Give back every entry exactly; drop the pictures.

* [Data listing]:

>>>>>

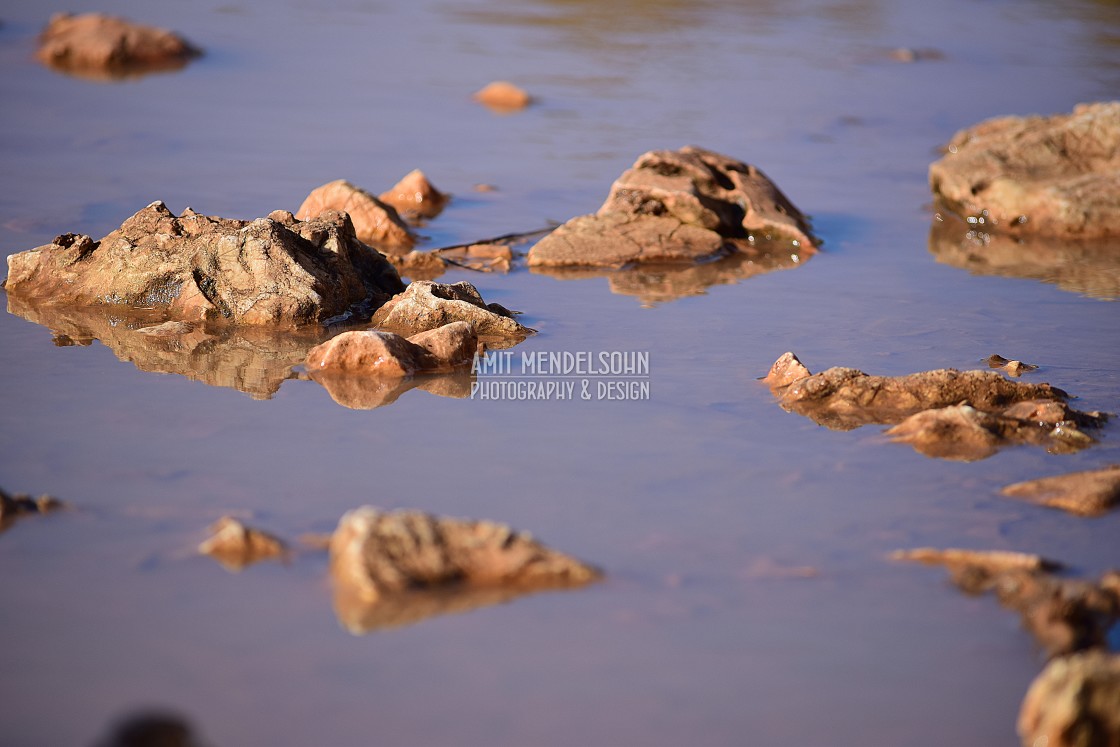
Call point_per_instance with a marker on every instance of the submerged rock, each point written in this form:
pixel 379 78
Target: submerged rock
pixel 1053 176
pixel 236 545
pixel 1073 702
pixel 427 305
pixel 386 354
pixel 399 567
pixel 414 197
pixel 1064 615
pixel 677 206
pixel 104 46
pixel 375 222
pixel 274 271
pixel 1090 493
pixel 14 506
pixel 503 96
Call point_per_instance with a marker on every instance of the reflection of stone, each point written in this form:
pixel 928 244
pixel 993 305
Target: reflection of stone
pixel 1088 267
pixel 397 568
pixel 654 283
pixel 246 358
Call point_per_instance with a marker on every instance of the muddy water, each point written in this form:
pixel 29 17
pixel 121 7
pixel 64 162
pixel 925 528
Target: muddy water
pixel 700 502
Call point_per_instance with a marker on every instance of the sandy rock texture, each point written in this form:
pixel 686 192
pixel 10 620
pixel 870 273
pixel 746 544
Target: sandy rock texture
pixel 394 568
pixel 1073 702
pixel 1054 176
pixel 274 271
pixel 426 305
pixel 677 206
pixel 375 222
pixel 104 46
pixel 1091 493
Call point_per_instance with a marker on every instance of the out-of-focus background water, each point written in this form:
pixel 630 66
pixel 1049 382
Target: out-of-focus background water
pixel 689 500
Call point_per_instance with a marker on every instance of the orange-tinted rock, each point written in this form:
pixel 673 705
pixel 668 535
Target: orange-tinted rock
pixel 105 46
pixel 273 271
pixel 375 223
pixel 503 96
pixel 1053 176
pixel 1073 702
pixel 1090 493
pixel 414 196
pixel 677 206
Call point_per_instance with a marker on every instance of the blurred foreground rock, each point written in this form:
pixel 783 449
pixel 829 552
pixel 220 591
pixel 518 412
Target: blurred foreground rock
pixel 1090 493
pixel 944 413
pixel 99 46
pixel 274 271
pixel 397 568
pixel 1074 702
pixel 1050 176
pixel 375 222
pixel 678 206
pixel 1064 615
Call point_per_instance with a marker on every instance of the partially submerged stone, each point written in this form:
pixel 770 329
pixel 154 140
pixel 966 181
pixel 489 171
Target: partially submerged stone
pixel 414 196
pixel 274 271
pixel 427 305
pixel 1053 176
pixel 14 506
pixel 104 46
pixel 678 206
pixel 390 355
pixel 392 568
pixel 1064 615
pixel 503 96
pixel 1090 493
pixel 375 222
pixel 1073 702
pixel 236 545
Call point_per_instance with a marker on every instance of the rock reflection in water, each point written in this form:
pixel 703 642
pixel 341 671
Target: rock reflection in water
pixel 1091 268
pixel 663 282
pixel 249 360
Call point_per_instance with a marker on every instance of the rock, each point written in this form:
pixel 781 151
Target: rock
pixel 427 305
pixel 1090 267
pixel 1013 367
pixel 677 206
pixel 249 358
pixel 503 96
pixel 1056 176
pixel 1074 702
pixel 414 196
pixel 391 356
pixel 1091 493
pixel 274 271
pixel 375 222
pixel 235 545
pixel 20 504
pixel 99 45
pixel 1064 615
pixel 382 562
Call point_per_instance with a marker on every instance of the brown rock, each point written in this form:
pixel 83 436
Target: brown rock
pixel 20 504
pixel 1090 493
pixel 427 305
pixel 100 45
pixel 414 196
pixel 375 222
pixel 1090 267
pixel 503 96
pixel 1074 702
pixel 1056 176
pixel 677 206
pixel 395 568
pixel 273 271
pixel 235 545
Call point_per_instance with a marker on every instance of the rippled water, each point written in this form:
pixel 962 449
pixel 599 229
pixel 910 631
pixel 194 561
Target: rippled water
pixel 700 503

<<<<<

* [Exercise result]:
Call point_per_instance with a marker on every instance of the submerged rock, each point written in this form:
pixel 379 78
Target: submerged rock
pixel 1053 176
pixel 236 545
pixel 1073 702
pixel 427 305
pixel 386 354
pixel 399 567
pixel 414 197
pixel 1064 615
pixel 677 206
pixel 104 46
pixel 375 222
pixel 274 271
pixel 1090 493
pixel 14 506
pixel 503 96
Call point_per_instance with a marker on every instance of the reflection of stone, each point written in this form:
pixel 928 244
pixel 993 305
Target: reflection of stone
pixel 1088 267
pixel 397 568
pixel 654 283
pixel 246 358
Call point_per_instance with a marker on every instance of the muddy water, each point written in this form:
pixel 29 17
pixel 121 7
pixel 64 162
pixel 925 528
Target: muddy water
pixel 700 502
Call point_per_instance with a marker on every instance of the sandy rock texture, each point written in this form:
pixel 686 192
pixel 10 620
pixel 870 273
pixel 746 544
Target: sandy rock texture
pixel 394 568
pixel 1073 702
pixel 1054 176
pixel 274 271
pixel 426 305
pixel 677 206
pixel 375 222
pixel 104 46
pixel 1091 493
Call point_per_instance with a marker on every instance of the out-of-focus background water, each point written in this form:
pixel 630 66
pixel 1049 382
Target: out-of-focus background water
pixel 689 500
Call point_per_instance with a marker on every instance of the orange-tinted rock, each point written in this form:
pixel 673 705
pixel 668 535
Target: orange-tinted rock
pixel 105 46
pixel 273 271
pixel 375 223
pixel 503 96
pixel 1053 176
pixel 1073 702
pixel 1090 493
pixel 414 196
pixel 677 206
Call point_per_instance with a marker on every instance of the blurred foreground rock, each point written in this form:
pixel 783 449
pixel 829 552
pixel 220 591
pixel 518 412
Target: blurred foreground rock
pixel 1090 493
pixel 944 413
pixel 99 46
pixel 274 271
pixel 397 568
pixel 1074 702
pixel 1050 176
pixel 375 222
pixel 678 206
pixel 1064 615
Call point_per_instance with a marker on every instance of the partially submerged stone, each point written in this form:
pixel 770 329
pixel 154 140
pixel 966 181
pixel 489 171
Target: partially submerged stone
pixel 414 196
pixel 274 271
pixel 427 305
pixel 1053 176
pixel 14 506
pixel 104 46
pixel 678 206
pixel 390 355
pixel 392 568
pixel 1064 615
pixel 503 96
pixel 1090 493
pixel 375 222
pixel 1073 702
pixel 236 545
Call point_per_instance with a marker on every instance of the rock reflection in water, each point written in this form:
pixel 703 642
pixel 341 671
Target: rock reflection in water
pixel 1091 268
pixel 663 282
pixel 249 360
Call point_per_instance with a marker on every instance of the rock, each point written in this form:
pixel 781 151
Target: rock
pixel 427 305
pixel 1090 267
pixel 1013 367
pixel 677 206
pixel 249 358
pixel 503 96
pixel 1056 176
pixel 1074 702
pixel 414 196
pixel 391 356
pixel 1091 493
pixel 274 271
pixel 375 222
pixel 235 545
pixel 20 504
pixel 99 45
pixel 1064 615
pixel 382 562
Call point_per_instance with a marker on every instance of the brown rock, each point written in this form:
pixel 83 436
Target: brown rock
pixel 20 504
pixel 1090 493
pixel 427 305
pixel 100 45
pixel 414 196
pixel 375 222
pixel 1090 267
pixel 503 96
pixel 1074 702
pixel 1056 176
pixel 677 206
pixel 395 568
pixel 273 271
pixel 235 545
Call point_per_instance with a marker on every instance of the rippled water, each point written in this form:
pixel 962 449
pixel 599 229
pixel 910 631
pixel 194 561
Target: rippled water
pixel 700 503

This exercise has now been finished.